▶ Short exercise 1
In the blog post about New Zealand, reproduce word for word the passage that begins at "Christchurch is the" and stops after "that special either.".
▶ Short exercise 2
According to the blog post about New Zealand, why was the hot air balloon ride canceled?

▶ Excerpt to read
Finally some blogging about NZ.
I will try to cut it short. Start of with a day to day presentation and then some thoughts after that.
Day 1.
After 1,5 hours of sleep I got a cab to the airport and got on the plane taking me to Christchurch NZ.
Its the biggest town on the south island with about 300.000 inhabitants.
Picked up my car and drove to my hotel in town. Was dead tired but had a quick walk around the city center and had a great meal at a bar.
Christchurch is the most European looking town I have seen since I went to the southern hemisphere. But could have been any town really. Not bad, but didn't feel that special either.
Went to bed early as I was going to do a hot air balloon ride the next morning, had to get up at 4.30 and call a number to check if the flight was on or not.
Dusk in Christchurch
Day 2
Got up to call that number just to find out that the balloon ride was canceled due to weather conditions. A bit disappointing off course. slept for a little longer.
Had some breakfast, checked out and started my journey towards Mt Cook. According to my itinerary it was meant to be a very scenic drive. Driving for about an hour through flat farm land and villages that could as well have been anywhere in south Sweden. I wasn't impressed. The only thing that was vaguely interesting was the big hills and mountains I could see in the far distance.
Eventually I got fairly close to those mountains and hills and the landscape turned rather interesting all of a sudden. It was some time around here where I stopped the car for the first time to take photographs.

▶ Data supplied
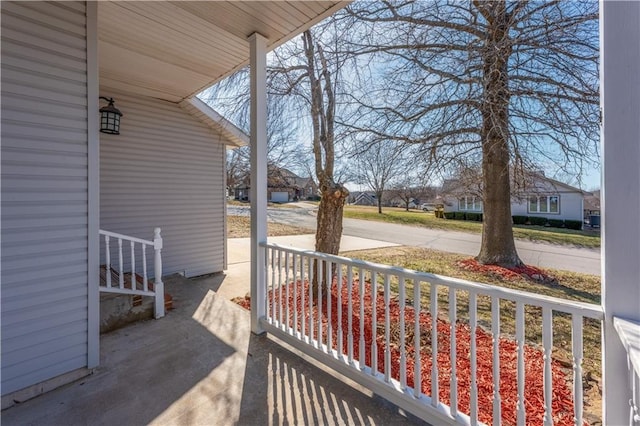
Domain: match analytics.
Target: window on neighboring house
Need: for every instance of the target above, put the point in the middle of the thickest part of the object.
(544, 204)
(470, 203)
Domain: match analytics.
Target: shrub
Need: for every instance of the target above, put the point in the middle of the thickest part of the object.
(520, 220)
(556, 223)
(536, 220)
(573, 224)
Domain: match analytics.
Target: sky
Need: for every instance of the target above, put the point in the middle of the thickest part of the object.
(589, 179)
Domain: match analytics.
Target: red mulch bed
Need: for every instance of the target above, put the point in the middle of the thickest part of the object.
(534, 364)
(507, 274)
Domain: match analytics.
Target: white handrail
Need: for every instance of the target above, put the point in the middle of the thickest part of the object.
(586, 310)
(158, 285)
(358, 359)
(629, 333)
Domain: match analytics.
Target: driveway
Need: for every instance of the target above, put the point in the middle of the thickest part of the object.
(533, 253)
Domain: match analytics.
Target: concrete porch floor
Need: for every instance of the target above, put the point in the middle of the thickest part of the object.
(200, 365)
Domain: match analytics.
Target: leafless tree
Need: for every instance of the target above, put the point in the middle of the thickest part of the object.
(377, 164)
(514, 82)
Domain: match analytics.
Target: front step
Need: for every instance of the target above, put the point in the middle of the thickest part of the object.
(118, 310)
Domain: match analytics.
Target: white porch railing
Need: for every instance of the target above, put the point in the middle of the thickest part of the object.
(353, 330)
(119, 242)
(629, 332)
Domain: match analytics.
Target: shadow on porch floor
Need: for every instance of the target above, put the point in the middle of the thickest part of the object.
(200, 365)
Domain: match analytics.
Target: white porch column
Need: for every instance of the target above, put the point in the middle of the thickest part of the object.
(258, 191)
(620, 100)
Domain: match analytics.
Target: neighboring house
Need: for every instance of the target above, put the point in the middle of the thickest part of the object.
(62, 180)
(363, 199)
(592, 203)
(541, 197)
(283, 186)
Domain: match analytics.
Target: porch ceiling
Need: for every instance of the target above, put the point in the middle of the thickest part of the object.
(173, 50)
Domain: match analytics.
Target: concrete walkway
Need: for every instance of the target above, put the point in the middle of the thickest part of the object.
(200, 365)
(236, 284)
(534, 253)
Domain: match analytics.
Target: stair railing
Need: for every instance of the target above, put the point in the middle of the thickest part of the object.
(154, 289)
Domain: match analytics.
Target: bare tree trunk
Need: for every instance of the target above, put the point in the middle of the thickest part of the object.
(329, 227)
(498, 247)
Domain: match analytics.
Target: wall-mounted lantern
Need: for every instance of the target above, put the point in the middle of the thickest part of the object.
(110, 118)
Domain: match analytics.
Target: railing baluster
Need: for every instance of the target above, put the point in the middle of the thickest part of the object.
(303, 323)
(374, 322)
(577, 349)
(266, 284)
(435, 392)
(495, 331)
(521, 410)
(286, 283)
(350, 313)
(453, 382)
(547, 344)
(134, 282)
(361, 347)
(473, 356)
(108, 260)
(310, 263)
(121, 270)
(387, 329)
(145, 278)
(403, 349)
(280, 285)
(328, 280)
(319, 265)
(339, 290)
(273, 318)
(294, 258)
(417, 371)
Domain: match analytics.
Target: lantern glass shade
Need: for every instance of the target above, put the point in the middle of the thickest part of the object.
(110, 118)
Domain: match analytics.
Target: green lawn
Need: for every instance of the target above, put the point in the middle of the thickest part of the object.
(428, 220)
(569, 285)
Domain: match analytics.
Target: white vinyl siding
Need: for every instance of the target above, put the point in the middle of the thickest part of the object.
(470, 203)
(544, 204)
(44, 192)
(165, 169)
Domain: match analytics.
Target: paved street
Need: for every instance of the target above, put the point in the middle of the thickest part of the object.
(533, 253)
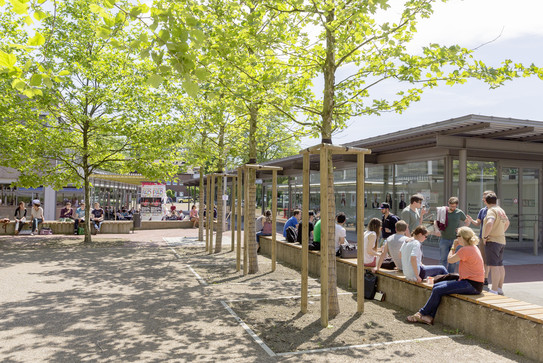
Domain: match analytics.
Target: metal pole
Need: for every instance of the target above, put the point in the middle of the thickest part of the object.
(324, 235)
(305, 230)
(360, 233)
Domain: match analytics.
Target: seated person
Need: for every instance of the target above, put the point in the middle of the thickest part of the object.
(194, 218)
(20, 217)
(311, 228)
(470, 282)
(411, 256)
(371, 251)
(292, 221)
(97, 216)
(392, 246)
(67, 213)
(340, 233)
(37, 216)
(266, 227)
(79, 216)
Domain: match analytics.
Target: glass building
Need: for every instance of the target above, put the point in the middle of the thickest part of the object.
(459, 157)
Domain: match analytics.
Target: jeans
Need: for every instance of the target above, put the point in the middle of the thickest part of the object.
(35, 223)
(432, 270)
(97, 225)
(444, 248)
(261, 234)
(446, 288)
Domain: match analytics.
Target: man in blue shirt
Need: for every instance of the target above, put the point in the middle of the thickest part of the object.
(292, 221)
(480, 218)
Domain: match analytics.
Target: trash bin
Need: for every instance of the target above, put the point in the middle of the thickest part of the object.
(137, 220)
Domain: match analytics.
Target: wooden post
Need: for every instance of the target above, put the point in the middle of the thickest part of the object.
(247, 215)
(305, 231)
(360, 232)
(324, 235)
(207, 212)
(274, 219)
(238, 207)
(233, 213)
(211, 211)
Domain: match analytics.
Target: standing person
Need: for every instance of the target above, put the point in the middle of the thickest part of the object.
(411, 256)
(448, 235)
(341, 233)
(370, 242)
(388, 221)
(292, 221)
(495, 225)
(266, 227)
(97, 216)
(480, 218)
(67, 213)
(311, 228)
(402, 203)
(79, 216)
(470, 281)
(37, 216)
(393, 245)
(194, 218)
(413, 213)
(20, 217)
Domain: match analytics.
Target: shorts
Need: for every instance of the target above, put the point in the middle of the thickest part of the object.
(494, 253)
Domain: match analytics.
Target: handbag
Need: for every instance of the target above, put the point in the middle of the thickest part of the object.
(348, 251)
(46, 231)
(370, 285)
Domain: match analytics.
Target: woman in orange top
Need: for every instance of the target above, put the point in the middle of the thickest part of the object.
(471, 271)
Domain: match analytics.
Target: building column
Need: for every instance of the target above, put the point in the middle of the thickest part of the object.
(49, 203)
(462, 178)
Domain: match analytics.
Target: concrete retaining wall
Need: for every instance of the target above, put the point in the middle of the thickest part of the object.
(468, 313)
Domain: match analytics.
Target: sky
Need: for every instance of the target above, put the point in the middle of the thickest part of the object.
(469, 23)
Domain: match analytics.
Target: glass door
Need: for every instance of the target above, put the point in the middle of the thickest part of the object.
(520, 200)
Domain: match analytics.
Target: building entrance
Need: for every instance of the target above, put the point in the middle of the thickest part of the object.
(520, 198)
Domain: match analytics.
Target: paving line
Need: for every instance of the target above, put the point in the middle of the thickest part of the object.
(198, 277)
(285, 297)
(368, 345)
(255, 337)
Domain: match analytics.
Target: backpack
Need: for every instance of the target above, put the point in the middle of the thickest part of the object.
(292, 234)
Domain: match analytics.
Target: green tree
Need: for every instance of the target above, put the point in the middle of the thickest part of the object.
(359, 46)
(103, 116)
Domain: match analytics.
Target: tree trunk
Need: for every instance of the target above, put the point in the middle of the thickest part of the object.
(327, 118)
(88, 238)
(250, 219)
(201, 207)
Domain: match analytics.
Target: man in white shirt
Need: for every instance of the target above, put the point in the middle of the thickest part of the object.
(340, 231)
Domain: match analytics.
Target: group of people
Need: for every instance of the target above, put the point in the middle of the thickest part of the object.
(67, 214)
(460, 249)
(473, 257)
(36, 216)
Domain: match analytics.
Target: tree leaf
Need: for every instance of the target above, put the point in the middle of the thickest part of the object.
(7, 60)
(191, 88)
(97, 9)
(19, 7)
(36, 40)
(18, 84)
(155, 80)
(35, 80)
(40, 15)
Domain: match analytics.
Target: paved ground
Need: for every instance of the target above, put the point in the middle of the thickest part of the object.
(140, 297)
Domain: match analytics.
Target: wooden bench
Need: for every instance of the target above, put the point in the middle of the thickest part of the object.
(116, 227)
(506, 322)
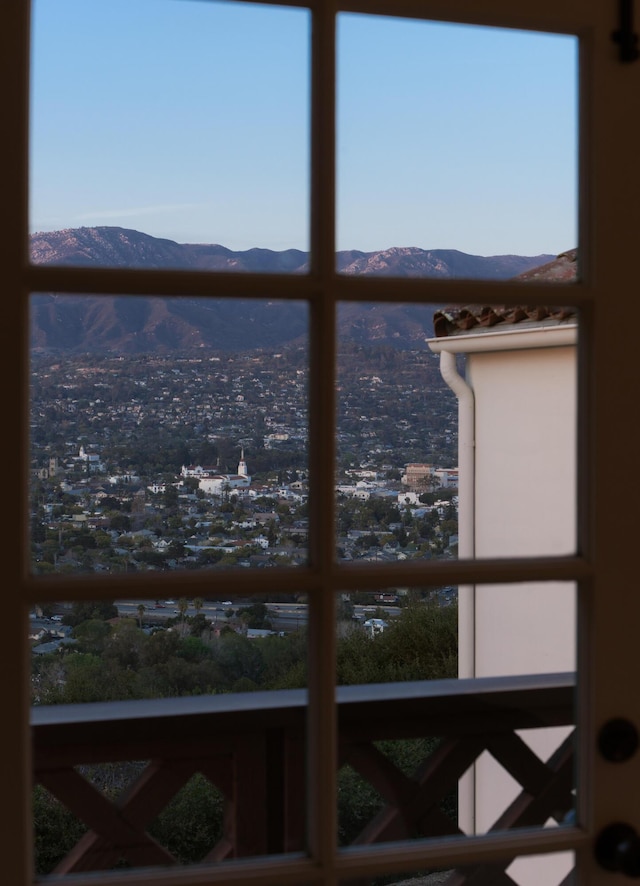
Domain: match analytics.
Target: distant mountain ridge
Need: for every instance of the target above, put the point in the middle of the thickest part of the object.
(138, 325)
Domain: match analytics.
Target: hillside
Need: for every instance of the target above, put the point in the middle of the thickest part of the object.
(140, 325)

▶ Result 1
Christchurch is the most European looking town I have seen since I went to the southern hemisphere. But could have been any town really. Not bad, but didn't feel that special either.

▶ Result 2
It was canceled due to weather conditions.